Source extract>
++++++++

IEUVT supports historic early childhood education pay push

The IEU Victoria Tasmania has supported the IEU NSW branch as it lodged an application before the Fair Work Commission to allow supported bargaining for an enterprise agreement with a block of child care employers in NSW.

IEU NSW/ACT Secretary Mark Northam and Deputy Secretary Carol Matthews, front right, with IEUVT supporters at the Fair Work Commission, 6 June.

The IEU, the United Workers Union (UWU), which represents ECEC educators in NSW, and the Australian Education Union (AEU), which represents early childhood education and care (ECEC) teachers in Victoria, jointly lodged the application.

From 6 June, Secure Work Better Jobs Act reforms make it easier for unions to bargain for enterprise agreements with groups of employers.

An IEU contingent, including Deputy Secretary Kylie Busk and former Secretary Deb James, attended the Commission to greet the landmark application, one of the first under the new laws.

A group of over 20 ECEC employers in NSW agreed to be part of the application. Because it uses supported bargaining, the funding body, which is the Federal Government in this case, will also take part in discussions. It is hoped that it the claim can eventually be rolled out to other groups of employees.

Mark Northam, Secretary of the IEU NSW/ACT branch, said the new IR legislation will address long-term inequity in the ECEC sector.

++++++++

Source data>

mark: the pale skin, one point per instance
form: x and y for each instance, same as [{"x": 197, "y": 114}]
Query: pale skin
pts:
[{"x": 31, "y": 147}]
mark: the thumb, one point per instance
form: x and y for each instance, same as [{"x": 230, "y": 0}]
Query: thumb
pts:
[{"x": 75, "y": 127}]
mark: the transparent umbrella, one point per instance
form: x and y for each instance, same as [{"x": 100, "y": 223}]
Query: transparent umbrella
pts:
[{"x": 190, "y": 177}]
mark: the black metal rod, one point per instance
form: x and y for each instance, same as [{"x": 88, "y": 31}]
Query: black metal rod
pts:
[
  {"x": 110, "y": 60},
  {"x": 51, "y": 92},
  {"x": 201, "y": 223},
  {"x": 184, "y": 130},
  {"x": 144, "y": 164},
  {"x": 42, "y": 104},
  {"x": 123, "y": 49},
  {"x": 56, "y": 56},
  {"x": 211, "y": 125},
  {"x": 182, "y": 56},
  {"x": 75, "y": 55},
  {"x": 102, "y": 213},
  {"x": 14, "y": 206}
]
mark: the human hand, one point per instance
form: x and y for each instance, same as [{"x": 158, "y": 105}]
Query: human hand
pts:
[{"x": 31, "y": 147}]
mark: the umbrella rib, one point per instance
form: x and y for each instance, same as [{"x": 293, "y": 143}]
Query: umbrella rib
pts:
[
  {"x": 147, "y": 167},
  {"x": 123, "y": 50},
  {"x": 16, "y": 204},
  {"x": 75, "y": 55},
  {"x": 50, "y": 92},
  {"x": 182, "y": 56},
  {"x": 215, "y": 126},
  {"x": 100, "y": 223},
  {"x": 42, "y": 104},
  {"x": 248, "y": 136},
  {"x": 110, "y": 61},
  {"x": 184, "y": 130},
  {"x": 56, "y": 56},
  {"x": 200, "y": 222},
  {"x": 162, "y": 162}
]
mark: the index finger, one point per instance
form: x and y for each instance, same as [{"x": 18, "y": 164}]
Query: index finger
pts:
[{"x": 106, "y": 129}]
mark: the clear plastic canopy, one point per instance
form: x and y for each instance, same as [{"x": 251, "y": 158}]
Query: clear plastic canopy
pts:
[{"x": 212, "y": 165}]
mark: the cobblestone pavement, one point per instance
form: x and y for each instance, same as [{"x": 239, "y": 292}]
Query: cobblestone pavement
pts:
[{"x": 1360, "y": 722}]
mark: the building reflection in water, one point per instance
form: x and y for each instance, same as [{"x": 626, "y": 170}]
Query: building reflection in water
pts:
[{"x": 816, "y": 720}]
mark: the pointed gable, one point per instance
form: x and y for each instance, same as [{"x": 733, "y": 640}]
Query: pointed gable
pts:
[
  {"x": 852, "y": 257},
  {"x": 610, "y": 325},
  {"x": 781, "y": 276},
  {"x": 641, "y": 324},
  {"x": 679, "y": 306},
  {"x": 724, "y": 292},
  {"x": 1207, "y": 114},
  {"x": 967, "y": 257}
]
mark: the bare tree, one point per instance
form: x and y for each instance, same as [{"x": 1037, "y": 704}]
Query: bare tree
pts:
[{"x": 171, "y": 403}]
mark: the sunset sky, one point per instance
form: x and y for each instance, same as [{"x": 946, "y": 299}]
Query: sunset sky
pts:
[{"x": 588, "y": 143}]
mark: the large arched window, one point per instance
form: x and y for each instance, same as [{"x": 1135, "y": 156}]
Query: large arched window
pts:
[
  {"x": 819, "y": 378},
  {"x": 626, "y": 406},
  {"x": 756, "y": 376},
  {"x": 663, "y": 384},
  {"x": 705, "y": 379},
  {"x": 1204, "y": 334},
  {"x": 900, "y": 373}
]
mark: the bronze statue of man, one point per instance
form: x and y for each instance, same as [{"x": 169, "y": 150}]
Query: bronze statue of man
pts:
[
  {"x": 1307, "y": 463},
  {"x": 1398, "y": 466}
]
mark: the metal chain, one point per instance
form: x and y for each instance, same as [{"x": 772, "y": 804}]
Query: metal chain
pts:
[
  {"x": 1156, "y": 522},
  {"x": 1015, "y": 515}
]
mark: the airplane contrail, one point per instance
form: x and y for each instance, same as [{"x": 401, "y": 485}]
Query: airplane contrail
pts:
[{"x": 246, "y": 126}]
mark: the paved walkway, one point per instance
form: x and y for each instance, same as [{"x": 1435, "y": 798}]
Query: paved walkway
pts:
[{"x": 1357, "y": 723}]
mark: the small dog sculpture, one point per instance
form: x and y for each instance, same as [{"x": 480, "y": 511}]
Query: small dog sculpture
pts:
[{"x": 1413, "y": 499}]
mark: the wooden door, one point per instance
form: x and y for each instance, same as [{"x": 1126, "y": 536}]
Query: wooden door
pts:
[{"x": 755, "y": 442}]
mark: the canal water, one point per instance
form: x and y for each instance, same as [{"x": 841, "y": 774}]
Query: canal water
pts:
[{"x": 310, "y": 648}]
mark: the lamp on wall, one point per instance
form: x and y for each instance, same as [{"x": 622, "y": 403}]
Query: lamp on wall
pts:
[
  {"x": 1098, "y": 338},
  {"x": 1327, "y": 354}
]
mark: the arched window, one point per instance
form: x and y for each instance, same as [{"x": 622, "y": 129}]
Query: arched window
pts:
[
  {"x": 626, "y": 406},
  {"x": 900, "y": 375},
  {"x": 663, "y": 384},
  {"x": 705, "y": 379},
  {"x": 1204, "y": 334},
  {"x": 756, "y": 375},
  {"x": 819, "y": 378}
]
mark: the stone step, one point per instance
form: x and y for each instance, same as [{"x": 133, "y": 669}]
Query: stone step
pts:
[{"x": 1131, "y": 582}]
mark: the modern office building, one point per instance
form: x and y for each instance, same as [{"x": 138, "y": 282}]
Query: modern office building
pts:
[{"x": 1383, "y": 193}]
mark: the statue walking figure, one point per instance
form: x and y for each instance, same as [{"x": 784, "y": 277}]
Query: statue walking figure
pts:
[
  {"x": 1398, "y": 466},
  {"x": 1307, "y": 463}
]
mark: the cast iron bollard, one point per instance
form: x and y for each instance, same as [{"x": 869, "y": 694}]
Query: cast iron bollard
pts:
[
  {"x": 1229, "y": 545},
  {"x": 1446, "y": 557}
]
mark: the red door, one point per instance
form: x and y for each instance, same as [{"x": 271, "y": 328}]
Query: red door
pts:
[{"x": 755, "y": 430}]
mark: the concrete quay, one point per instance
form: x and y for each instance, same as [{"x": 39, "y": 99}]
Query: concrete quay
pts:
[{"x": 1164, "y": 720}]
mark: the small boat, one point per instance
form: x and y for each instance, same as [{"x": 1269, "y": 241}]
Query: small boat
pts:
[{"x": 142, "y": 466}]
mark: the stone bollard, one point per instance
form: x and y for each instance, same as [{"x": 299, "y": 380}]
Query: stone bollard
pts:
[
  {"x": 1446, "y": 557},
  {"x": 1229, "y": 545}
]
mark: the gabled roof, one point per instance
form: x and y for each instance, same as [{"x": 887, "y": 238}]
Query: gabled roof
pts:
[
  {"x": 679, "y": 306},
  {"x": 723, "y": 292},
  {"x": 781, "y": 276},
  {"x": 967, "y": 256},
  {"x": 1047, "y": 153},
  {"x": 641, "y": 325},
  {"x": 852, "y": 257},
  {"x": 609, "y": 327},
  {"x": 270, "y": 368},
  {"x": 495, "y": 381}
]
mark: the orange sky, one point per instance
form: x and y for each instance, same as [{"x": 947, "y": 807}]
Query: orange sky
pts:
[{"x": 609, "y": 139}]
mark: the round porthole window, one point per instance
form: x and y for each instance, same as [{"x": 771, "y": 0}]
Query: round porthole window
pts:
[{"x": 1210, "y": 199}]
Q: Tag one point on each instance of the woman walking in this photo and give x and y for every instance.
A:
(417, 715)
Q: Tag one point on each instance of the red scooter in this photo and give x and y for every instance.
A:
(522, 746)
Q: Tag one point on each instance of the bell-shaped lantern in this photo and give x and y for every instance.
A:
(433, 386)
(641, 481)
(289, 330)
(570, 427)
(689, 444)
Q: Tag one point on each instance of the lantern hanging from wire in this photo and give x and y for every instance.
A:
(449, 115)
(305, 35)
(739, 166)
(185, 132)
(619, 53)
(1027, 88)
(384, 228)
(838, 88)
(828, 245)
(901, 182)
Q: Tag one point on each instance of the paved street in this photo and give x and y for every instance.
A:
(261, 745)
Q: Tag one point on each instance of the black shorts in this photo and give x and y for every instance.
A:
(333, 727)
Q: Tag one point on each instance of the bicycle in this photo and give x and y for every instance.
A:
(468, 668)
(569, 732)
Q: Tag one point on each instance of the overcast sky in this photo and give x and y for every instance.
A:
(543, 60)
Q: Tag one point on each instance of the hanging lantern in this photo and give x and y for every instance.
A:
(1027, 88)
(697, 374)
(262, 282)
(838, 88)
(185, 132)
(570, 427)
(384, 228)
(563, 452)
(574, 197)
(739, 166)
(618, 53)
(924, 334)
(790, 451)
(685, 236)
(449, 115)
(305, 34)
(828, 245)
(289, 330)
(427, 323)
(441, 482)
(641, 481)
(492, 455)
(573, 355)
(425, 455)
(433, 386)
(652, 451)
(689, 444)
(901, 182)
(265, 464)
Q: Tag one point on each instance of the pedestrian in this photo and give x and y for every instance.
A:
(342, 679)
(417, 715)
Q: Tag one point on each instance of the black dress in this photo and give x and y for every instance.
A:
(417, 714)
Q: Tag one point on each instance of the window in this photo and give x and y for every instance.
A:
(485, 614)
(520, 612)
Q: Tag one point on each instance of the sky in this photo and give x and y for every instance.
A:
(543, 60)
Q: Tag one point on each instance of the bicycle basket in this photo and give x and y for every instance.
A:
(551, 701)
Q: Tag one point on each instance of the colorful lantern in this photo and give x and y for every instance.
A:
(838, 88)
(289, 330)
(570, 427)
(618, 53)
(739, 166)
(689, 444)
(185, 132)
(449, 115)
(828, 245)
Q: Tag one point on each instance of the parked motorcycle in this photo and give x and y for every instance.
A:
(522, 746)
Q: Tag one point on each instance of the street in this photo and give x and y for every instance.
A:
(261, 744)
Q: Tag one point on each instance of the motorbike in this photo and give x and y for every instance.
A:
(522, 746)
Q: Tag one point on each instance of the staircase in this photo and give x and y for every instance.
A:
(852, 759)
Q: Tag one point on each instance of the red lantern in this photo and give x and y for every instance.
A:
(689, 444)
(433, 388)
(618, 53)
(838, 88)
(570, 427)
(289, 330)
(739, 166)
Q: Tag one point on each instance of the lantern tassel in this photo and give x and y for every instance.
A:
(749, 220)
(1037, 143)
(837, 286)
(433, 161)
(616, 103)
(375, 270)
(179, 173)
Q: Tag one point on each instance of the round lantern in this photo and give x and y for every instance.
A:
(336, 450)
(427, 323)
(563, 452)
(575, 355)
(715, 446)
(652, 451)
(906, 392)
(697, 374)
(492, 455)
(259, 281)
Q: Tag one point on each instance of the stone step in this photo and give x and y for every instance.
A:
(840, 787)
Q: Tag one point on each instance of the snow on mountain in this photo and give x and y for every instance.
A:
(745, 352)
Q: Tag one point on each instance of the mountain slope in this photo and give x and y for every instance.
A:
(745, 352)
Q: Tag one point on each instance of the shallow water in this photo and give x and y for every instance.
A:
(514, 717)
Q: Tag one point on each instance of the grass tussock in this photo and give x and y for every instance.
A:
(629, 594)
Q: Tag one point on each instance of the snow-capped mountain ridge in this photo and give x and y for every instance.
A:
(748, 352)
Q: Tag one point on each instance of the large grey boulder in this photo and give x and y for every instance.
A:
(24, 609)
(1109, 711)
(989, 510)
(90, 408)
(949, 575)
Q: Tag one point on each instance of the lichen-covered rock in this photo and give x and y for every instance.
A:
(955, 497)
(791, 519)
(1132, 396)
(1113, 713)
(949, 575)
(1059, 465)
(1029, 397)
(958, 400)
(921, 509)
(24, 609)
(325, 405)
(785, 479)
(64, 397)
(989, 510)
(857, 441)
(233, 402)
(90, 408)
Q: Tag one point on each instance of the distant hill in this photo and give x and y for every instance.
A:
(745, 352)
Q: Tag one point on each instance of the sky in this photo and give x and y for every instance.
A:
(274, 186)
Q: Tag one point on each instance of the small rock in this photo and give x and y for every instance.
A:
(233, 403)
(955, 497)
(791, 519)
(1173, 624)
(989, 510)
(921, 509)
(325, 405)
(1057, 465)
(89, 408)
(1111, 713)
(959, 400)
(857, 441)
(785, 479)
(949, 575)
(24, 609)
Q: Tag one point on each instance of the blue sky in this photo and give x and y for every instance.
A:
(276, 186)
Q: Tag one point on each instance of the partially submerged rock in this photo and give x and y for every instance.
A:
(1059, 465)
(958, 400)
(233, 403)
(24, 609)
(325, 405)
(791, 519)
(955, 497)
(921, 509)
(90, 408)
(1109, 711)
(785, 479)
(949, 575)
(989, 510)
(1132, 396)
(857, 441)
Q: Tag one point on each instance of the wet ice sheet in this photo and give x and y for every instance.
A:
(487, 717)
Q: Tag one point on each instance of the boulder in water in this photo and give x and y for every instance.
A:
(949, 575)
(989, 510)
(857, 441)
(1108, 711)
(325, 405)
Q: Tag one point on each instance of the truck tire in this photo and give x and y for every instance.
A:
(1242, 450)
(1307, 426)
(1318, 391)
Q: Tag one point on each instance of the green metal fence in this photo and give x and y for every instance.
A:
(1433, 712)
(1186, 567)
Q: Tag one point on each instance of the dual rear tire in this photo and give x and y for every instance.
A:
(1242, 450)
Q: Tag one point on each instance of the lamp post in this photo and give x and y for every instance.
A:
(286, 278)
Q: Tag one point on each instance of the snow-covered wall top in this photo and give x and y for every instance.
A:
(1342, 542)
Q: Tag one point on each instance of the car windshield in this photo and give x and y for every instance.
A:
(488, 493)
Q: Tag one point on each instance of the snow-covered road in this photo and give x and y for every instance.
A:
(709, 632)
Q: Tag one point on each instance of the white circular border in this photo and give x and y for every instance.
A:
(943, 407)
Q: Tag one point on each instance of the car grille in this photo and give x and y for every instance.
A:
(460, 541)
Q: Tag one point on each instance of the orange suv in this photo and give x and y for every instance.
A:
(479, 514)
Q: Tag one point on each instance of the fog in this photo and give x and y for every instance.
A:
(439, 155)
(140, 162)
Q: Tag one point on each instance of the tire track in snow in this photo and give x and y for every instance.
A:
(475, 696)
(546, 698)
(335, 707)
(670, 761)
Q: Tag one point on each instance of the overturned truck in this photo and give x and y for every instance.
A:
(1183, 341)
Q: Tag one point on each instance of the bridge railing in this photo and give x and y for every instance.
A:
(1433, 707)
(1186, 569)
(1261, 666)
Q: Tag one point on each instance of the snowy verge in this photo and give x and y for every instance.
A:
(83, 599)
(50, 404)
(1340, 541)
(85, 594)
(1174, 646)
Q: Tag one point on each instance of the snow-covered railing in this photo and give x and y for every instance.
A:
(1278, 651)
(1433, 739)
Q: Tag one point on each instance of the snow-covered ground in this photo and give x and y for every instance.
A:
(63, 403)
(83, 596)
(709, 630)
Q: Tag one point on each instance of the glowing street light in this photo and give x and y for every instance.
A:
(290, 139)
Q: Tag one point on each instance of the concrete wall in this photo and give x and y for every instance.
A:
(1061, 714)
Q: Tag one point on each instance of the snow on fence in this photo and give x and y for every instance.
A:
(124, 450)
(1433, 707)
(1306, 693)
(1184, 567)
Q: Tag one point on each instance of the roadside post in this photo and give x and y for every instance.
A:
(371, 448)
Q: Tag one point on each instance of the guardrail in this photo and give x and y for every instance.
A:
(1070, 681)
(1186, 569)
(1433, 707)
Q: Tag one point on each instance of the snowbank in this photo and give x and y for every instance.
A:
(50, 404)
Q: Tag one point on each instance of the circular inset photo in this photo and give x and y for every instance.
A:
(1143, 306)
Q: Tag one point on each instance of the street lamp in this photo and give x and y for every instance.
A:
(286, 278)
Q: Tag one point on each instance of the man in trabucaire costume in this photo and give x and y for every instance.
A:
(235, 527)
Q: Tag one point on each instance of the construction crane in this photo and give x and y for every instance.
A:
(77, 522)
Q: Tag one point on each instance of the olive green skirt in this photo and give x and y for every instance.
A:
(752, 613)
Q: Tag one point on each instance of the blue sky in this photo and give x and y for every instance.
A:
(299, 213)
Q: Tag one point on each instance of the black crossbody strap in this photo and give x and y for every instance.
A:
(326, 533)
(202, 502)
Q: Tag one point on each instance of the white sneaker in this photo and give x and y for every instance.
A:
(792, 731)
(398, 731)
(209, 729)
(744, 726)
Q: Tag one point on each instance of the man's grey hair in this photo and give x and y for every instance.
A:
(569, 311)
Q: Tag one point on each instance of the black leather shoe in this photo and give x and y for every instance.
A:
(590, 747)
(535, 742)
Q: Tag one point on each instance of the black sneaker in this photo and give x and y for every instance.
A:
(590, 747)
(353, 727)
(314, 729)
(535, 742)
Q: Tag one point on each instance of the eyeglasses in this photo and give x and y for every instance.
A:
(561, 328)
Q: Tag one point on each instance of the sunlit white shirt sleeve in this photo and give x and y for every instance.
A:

++++++++

Exercise set>
(1) Find every line in the records that contains the word "post" and copy each of those lines.
(2) Pick up the article on the early childhood education pay push where it stops, and keep writing in the same style.

Final results>
(1)
Q: Tag one point on each instance of the lamp post in this photo and give x and y for every instance.
Q: Tag one point on each instance of the roadside post in this photo and give x and y for every instance.

(2)
“The ECEC sector plays a crucial role in the education of our young citizens, and improved recognition of their value and professionalism is long overdue,” Northam said. “However, four-year university trained ECEC teachers in some long day care centres are only paid modern award rates.

“This means they could be earning $30,000 a year less than school teachers with the same qualifications.

“Unsurprisingly, there is a crippling workforce shortage in the ECEC sector, with employers unable to recruit and retain staff. The 60 employers participating in this application nationally (with the three unions) want to pursue an enterprise agreement under the new supported bargaining stream. This is a historic step in utilising the new provisions.

“We hope improved pay should flow from this supported bargaining process quite quickly, as well as conditions which provide better access to professional development, so teachers can more easily maintain their accreditation,” Northam said.

The IEU’s national body, the IEUA, says the new federal bargaining laws provide “a critical opportunity” to better recognise and reward the work of thousands of early childhood education workers.

IEUA Federal Secretary Brad Hayes says the joint multi-employer bargaining application seeks to extend the benefits of collective bargaining to a group of essential workers previously “frozen out of the system”.

“Today’s new laws follow years of campaigning by unions to bring greater fairness and improved access to the bargaining system. The Labor government’s modernised laws enable unions to now extend our strong record of collective bargaining success to areas of the workforce left behind under a previous system that was stacked against workers.”

He said despite the importance of high-quality early childhood education being universally accepted across the community, access to fair bargaining opportunities and improved wages and conditions for early childhood workers has not been met with practical support.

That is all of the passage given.